#### WHAT THE TASK ASKS:
Your job is to return every line in the data holding the string "below".

#### Region pointing data:
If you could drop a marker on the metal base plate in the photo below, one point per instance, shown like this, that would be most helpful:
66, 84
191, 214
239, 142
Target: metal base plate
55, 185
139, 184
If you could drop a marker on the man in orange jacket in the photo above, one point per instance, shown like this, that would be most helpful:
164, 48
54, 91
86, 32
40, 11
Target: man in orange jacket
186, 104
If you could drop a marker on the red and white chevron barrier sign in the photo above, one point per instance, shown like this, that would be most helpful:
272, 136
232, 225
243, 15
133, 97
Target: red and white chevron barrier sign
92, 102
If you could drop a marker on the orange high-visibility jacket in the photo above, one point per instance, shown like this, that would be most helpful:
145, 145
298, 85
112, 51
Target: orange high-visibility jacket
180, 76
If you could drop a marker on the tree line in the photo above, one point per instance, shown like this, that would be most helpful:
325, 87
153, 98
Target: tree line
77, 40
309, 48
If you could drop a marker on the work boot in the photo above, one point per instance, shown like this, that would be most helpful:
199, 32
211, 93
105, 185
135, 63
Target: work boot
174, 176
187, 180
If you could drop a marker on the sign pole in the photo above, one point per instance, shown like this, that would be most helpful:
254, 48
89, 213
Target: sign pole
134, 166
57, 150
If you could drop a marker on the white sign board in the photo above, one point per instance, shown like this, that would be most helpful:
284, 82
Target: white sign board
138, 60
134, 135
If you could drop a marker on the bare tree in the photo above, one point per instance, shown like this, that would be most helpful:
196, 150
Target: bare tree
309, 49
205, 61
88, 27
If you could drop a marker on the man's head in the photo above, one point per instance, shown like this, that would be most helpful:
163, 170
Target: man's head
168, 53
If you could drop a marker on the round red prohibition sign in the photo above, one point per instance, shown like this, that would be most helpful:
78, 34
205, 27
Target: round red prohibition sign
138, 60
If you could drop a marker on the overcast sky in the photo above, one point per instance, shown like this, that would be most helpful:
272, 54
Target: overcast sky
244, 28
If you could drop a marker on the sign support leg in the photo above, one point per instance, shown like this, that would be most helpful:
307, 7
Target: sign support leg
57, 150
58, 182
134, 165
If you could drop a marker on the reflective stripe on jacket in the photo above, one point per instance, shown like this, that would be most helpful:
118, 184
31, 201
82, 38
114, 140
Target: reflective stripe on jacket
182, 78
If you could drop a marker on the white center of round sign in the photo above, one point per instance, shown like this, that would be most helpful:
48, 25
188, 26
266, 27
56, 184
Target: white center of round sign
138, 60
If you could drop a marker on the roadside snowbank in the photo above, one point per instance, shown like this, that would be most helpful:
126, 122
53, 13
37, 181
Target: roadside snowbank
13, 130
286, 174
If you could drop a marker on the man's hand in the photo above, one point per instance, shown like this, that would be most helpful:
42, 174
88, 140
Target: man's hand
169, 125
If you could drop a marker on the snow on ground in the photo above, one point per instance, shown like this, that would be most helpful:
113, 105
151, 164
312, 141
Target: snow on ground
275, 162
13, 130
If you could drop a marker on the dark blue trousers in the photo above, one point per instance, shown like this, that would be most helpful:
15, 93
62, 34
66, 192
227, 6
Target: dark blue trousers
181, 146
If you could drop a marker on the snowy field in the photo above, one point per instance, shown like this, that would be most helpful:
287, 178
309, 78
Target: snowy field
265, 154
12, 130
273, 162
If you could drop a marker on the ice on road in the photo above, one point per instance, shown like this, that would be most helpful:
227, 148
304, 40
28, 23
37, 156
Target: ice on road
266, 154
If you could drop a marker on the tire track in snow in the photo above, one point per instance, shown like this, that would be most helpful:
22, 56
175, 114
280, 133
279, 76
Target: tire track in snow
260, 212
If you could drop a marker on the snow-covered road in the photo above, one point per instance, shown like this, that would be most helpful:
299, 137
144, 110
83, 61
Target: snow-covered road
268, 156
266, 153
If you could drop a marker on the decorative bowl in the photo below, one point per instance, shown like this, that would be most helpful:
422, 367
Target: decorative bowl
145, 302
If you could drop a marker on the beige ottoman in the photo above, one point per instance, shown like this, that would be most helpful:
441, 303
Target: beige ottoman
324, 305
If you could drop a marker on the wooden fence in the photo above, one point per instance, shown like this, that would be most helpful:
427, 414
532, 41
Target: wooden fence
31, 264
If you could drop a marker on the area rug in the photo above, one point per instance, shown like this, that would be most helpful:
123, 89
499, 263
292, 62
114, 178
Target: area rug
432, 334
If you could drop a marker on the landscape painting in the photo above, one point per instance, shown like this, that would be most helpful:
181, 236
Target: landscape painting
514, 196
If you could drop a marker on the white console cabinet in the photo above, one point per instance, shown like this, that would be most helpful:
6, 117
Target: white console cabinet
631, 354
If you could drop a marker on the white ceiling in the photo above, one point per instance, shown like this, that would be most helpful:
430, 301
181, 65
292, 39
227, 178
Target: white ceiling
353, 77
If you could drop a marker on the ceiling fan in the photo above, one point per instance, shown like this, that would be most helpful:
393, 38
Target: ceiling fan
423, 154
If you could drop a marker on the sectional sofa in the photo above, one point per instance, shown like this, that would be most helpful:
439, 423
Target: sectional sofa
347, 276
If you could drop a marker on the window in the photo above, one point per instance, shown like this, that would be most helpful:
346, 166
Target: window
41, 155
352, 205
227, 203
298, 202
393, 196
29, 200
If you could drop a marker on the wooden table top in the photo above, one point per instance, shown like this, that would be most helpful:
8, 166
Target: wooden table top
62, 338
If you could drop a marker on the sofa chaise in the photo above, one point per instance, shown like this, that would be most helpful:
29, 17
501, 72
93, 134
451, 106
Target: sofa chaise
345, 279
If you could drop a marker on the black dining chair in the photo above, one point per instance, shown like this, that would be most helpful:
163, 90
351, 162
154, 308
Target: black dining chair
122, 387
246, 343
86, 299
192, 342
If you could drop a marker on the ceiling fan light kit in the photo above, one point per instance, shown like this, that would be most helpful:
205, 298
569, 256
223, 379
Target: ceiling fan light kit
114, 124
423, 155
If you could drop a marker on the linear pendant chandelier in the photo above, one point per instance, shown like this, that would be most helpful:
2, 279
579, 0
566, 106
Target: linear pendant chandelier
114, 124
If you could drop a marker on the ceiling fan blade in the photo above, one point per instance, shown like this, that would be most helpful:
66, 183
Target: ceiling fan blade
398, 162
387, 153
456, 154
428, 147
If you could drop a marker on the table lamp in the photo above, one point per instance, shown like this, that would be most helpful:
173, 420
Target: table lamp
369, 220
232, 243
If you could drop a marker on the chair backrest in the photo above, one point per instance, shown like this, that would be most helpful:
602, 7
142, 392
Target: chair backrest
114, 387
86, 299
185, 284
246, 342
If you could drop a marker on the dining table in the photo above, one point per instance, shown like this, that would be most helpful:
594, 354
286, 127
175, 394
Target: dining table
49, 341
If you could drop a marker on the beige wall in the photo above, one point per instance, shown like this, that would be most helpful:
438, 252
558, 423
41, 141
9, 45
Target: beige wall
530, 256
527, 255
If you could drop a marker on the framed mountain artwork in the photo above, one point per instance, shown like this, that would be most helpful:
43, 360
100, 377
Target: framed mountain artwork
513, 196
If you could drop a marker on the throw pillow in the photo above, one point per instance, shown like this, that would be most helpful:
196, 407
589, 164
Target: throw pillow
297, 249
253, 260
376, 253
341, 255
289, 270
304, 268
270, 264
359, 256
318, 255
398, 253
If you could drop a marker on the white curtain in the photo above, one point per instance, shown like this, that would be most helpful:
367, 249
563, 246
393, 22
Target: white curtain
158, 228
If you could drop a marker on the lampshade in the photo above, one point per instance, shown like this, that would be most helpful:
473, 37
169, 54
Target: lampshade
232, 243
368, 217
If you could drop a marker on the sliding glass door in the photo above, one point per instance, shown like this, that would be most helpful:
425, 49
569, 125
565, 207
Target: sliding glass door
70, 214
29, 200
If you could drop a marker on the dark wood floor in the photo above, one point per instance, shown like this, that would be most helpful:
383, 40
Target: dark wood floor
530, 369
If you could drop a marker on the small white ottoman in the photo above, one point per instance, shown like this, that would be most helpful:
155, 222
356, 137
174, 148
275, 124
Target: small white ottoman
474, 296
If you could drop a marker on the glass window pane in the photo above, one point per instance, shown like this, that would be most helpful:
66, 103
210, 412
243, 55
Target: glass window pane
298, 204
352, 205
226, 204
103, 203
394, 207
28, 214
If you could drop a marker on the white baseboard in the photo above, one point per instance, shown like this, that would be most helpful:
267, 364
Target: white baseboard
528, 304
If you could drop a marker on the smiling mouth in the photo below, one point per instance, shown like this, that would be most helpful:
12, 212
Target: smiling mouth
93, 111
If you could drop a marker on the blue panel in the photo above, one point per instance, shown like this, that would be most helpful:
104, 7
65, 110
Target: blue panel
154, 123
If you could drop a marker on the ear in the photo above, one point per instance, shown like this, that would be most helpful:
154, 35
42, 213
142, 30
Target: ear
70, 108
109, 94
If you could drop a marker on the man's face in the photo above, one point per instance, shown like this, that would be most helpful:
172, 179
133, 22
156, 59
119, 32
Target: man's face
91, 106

#### ANSWER SPACE:
If you could drop a marker on the metal base plate in the photo below, one point per instance, shown like this, that would be most helpful:
If you could drop a marker on the decorative bowl in the photo below, one point per instance, shown like this, that would be most helpful:
If you could drop a marker on the smiling mouth in the photo below, one point per instance, shown like this, that would be most helpful:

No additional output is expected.